[Extracted text]

★ ★ ★

How does one deal with the communications tsunami? It used to be just papers. Now the internet has joined in, telemarketing buzzes around, and, honestly, when I hear a sound, I don’t know whether it is my cell, the telephone, the Skype, the doorbell, the security, the oven timer, my car in the garage or the fire alarm. Wow! Wow! How come I don’t have an alarm when my blood pressure rises to critical levels?
And rise it does when I receive solicitations time and again, for one cause or another. Erased messages come back to haunt me, envelopes to contribute to charity multiply during the year, services whom I forbid to call back again don’t spare their mail, concerned bankers extend their offers for loans and the cycle renews with more vigor as we approach the Christmas season. Each solicitor bombards my senses at repeated intervals, unabashedly, as if they are all in competition to place the most calls during the year and chance upon my weakest moment to say yes. I get interesting requests too. The latest one perplexed me. It was a solicitation to designate somebody, from whom medical information could be collected in case I am incapacitated. I could not think of one person, among the crowd I communicate with, who would be a good candidate for such a job. None. This is a sorry state of affairs when the whole world calls on you for help but nobody is out there to extend any.
Necrologists toll alarm bells as well. They have already placed me on their list and send me notes at regular intervals, requesting anything from body parts to permission to burn me to ashes. Will there be anything left for the burial plot after I have gotten rid of all my disposable parts? I also get requests for donations from endowment funds or from funeral directors offering contracts. Why don’t they check if I have anything to bequest before making assumptions about my wealth? Maybe they are contacting the wrong Terzian? It is such an easy name! Perhaps I should change my name to something unpalatable, like Mary Bitter .
I remember my finance teacher at college whose first lecture was: “Never use your own capital. Have as much debt as possible. Your lenders will spare no effort in keeping you alive. They want to be paid back.”
I find out I am indebted for the wrong reasons.

★ ★ ★

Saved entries
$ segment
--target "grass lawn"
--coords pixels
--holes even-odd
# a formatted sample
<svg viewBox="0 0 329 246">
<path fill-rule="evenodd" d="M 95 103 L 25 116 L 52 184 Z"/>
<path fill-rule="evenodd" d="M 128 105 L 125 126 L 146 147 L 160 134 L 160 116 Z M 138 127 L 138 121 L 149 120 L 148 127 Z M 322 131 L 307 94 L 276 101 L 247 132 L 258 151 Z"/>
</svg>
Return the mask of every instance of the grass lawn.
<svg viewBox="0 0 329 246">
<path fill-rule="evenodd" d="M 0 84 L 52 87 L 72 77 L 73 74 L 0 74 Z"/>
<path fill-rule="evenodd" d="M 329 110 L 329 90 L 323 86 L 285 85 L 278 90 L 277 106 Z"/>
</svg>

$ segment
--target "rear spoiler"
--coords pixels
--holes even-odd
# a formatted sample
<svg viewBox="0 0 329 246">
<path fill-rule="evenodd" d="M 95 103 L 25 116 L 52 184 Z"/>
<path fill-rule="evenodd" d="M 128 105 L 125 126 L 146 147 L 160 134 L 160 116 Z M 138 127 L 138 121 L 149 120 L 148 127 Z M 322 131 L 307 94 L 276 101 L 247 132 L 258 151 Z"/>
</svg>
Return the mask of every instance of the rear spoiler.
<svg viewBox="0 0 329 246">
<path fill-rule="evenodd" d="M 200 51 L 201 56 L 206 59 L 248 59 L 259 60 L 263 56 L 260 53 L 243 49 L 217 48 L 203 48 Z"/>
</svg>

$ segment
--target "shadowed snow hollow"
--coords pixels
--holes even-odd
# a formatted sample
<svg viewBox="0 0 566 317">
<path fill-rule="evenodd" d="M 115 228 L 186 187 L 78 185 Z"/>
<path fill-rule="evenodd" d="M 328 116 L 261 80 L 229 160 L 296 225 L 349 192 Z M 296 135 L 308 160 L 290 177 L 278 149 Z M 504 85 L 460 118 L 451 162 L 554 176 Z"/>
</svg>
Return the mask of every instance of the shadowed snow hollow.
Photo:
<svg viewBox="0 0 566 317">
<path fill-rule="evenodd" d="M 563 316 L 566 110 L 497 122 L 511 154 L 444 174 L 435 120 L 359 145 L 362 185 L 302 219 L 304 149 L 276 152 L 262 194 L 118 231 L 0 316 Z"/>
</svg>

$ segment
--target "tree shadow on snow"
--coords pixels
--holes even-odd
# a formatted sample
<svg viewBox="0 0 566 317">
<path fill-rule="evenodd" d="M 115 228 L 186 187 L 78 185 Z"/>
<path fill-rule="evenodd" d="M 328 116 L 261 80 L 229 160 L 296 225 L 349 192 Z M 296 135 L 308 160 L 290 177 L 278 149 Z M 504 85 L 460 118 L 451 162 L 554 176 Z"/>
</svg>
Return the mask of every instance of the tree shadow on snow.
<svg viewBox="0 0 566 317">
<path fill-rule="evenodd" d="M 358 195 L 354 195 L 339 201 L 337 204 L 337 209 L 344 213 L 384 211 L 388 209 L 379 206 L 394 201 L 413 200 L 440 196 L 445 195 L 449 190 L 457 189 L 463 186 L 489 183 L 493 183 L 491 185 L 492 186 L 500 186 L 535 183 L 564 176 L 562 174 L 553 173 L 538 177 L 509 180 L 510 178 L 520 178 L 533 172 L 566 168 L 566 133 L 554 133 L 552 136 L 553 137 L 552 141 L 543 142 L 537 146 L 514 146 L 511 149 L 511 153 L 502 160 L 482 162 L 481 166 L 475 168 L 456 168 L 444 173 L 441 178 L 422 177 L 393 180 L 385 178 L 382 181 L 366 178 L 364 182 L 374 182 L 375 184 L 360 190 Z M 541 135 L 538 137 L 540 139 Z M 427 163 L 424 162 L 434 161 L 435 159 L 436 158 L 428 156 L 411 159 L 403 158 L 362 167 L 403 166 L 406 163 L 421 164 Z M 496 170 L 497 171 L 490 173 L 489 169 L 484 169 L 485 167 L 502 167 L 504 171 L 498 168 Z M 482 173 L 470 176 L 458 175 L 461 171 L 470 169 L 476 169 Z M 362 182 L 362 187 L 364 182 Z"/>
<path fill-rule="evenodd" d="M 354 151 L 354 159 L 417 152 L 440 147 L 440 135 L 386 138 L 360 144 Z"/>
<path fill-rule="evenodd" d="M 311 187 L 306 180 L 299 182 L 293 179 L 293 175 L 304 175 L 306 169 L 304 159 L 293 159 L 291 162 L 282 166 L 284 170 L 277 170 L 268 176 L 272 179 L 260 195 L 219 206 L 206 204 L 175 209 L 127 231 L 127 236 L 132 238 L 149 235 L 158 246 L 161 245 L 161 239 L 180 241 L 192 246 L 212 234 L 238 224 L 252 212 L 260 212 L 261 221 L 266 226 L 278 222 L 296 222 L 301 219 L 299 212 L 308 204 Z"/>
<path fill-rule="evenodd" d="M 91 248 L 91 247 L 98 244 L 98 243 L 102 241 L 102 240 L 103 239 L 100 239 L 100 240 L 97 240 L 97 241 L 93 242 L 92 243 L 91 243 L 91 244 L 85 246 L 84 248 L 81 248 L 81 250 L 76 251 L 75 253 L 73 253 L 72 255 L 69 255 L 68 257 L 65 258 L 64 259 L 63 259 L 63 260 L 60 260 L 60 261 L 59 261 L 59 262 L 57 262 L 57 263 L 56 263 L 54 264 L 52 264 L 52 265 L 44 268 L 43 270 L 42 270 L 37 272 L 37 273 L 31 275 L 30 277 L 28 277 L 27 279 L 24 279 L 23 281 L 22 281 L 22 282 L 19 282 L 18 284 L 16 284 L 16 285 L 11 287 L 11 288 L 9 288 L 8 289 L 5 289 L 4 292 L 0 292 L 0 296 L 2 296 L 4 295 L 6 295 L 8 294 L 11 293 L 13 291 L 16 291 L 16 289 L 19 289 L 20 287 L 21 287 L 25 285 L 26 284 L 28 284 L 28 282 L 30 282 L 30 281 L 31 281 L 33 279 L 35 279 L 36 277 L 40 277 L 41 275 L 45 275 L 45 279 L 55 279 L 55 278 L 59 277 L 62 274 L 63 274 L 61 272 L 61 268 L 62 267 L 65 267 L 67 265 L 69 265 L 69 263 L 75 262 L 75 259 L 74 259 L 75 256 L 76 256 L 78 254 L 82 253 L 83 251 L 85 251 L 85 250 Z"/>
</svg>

★ ★ ★

[Assignment]
Answer these questions about the essay on solicitations above.
(a) As the Christmas season approaches, what happens to the cycle of solicitations?
(b) What name does the writer consider changing to?
(c) According to the finance teacher, what will lenders spare no effort in doing?

[Solution to this exercise]
(a) The cycle renews with more vigor.
(b) The writer considers changing to Mary Bitter.
(c) Lenders will spare no effort in keeping the borrower alive.